* _Data shown_:

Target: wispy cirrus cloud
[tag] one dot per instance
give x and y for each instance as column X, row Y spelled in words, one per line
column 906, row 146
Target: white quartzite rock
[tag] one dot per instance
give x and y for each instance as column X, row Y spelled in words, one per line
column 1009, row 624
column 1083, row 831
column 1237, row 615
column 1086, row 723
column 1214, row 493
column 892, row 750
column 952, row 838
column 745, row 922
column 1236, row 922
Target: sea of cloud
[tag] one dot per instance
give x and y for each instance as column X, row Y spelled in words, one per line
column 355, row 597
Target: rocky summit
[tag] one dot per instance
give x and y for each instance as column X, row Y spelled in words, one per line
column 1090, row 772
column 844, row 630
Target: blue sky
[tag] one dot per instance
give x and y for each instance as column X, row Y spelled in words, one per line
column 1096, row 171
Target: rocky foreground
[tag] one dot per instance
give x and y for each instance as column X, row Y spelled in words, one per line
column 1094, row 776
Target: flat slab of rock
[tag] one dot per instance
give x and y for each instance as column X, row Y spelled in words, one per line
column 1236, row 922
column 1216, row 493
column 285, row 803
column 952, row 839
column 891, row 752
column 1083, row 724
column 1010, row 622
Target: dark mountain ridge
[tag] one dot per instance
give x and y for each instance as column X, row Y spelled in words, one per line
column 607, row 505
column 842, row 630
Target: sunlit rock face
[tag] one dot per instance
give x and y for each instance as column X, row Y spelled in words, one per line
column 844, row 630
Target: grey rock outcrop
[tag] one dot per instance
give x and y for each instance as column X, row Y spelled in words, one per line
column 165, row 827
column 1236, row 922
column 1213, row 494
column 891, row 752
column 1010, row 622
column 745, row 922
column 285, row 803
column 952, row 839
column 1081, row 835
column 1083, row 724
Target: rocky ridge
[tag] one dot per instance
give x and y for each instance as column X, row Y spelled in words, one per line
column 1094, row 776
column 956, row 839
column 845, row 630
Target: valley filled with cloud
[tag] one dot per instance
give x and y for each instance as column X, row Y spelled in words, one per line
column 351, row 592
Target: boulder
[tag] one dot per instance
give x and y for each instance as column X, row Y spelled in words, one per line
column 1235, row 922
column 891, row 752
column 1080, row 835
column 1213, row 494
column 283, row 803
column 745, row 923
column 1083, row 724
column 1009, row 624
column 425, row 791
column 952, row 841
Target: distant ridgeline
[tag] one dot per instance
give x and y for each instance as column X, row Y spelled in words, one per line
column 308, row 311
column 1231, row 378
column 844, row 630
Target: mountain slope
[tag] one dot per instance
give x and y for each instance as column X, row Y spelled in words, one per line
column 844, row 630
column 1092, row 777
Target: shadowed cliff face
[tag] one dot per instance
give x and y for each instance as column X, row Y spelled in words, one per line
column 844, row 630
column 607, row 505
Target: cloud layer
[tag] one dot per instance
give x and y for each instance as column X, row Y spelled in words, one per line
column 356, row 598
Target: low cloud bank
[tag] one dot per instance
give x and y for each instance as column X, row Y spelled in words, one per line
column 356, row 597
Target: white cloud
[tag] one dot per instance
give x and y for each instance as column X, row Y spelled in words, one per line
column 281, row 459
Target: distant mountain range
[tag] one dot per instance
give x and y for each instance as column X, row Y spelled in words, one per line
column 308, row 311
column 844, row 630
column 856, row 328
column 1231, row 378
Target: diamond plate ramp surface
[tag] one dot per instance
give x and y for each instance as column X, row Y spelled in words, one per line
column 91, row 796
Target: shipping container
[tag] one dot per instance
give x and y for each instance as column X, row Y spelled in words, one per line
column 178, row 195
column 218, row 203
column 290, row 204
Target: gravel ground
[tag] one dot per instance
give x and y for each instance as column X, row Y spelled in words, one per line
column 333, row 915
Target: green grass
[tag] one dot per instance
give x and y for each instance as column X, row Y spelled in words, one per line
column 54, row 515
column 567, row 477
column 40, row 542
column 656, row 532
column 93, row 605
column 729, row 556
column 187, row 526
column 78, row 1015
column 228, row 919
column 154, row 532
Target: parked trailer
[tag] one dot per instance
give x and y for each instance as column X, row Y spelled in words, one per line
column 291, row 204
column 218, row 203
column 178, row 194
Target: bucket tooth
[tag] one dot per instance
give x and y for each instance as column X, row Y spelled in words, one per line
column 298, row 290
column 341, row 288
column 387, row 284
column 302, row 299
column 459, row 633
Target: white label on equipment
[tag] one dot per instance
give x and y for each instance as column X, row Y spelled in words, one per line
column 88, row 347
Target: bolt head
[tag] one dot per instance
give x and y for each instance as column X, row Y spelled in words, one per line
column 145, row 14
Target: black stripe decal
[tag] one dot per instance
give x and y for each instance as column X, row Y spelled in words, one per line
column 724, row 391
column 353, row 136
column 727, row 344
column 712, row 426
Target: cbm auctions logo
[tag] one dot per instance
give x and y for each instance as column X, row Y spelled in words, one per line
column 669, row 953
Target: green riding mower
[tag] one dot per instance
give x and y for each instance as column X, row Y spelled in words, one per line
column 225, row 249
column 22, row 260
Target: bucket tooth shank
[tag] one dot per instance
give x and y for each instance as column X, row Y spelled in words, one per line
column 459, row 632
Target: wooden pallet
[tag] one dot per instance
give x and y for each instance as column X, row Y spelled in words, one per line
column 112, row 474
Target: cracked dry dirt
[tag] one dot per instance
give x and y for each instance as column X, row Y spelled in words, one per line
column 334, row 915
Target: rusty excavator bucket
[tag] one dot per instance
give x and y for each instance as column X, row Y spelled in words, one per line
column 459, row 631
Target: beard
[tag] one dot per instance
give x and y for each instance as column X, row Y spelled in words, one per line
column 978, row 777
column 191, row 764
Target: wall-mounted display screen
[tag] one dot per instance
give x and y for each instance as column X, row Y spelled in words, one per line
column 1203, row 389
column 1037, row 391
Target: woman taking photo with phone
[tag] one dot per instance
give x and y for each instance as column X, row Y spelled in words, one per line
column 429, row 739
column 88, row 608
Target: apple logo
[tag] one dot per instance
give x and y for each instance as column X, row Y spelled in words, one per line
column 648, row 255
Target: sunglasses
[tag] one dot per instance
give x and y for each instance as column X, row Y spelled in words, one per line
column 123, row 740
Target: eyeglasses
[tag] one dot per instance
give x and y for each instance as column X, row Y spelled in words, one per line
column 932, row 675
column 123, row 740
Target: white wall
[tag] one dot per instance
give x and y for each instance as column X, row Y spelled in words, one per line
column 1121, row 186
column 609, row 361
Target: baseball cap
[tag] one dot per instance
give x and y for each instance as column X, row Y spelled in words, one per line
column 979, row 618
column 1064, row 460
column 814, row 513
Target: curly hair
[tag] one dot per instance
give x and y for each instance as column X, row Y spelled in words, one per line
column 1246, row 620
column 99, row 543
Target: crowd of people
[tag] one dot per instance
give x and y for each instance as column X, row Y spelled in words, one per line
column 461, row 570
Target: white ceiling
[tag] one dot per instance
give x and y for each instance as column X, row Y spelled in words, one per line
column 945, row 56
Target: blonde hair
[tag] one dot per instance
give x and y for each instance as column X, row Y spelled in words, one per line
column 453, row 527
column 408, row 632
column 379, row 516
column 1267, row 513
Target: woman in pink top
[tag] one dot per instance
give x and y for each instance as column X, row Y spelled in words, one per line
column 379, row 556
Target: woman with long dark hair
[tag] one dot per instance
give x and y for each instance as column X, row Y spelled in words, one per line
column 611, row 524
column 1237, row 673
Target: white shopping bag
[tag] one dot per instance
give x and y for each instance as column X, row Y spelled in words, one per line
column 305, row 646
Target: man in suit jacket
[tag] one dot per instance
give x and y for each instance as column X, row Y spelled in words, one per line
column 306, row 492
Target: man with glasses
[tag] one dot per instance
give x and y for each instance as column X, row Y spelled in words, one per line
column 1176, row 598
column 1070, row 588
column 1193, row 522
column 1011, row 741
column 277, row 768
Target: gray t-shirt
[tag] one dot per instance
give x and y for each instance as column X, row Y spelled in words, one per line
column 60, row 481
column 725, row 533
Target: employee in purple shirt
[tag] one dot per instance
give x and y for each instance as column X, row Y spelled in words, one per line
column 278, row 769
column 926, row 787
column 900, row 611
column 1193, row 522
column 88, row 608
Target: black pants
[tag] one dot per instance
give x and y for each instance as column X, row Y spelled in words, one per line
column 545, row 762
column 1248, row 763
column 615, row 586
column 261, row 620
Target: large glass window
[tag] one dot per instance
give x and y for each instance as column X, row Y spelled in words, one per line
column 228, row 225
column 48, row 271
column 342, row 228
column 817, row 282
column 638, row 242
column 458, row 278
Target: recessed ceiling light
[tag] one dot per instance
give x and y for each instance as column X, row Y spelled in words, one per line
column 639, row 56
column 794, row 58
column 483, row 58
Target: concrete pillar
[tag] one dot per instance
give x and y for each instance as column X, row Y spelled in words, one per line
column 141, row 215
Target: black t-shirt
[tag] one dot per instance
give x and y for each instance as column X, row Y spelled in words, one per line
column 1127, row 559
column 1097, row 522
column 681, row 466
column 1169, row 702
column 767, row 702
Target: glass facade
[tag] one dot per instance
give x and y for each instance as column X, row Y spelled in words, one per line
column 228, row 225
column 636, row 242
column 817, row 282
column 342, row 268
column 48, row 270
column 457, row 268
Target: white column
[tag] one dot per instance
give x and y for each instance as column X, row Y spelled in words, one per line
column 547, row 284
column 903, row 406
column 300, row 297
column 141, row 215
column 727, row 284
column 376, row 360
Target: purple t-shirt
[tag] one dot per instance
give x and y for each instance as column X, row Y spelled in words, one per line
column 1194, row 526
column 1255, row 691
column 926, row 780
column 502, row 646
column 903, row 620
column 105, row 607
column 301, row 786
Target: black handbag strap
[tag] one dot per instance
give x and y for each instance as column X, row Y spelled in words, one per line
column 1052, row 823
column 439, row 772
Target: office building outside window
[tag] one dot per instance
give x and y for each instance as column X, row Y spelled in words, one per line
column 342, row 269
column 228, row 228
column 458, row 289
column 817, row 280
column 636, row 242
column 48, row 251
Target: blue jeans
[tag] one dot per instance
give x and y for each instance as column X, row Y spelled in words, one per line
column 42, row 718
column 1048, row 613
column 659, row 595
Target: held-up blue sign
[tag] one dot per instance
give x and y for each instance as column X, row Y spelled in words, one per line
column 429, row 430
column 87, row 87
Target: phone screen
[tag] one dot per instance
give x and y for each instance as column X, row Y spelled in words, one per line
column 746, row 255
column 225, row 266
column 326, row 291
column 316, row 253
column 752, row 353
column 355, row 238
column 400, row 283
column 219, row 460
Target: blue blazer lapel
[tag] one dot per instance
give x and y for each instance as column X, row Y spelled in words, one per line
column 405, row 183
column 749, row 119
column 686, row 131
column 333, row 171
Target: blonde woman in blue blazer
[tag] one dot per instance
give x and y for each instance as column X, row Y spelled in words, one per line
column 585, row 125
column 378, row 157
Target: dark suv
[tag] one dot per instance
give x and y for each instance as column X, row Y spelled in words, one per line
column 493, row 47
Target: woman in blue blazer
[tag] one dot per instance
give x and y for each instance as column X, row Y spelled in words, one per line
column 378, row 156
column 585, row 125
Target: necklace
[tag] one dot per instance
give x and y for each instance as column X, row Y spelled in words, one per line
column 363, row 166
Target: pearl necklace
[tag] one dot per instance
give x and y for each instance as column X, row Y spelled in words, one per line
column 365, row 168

* _What you are asked to do_:
Rewrite the records from the line containing "Target: blue blazer lapel" through the line containing "column 378, row 157" as a Markdown table with the columns Row and Line, numbering each line and leaving out blank lines.

* _Complete response_:
| Row | Line |
|---|---|
| 1 | Target: blue blazer lapel |
| 2 | [tag] one dot per instance |
| 3 | give x and y for each instance as column X, row Y spelled in words, one per line |
| 4 | column 405, row 183 |
| 5 | column 749, row 119 |
| 6 | column 686, row 131 |
| 7 | column 333, row 171 |
| 8 | Target: blonde woman in blue blazer |
| 9 | [tag] one dot per instance |
| 10 | give x and y for each instance as column X, row Y spelled in words, one per line |
| 11 | column 585, row 125 |
| 12 | column 378, row 157 |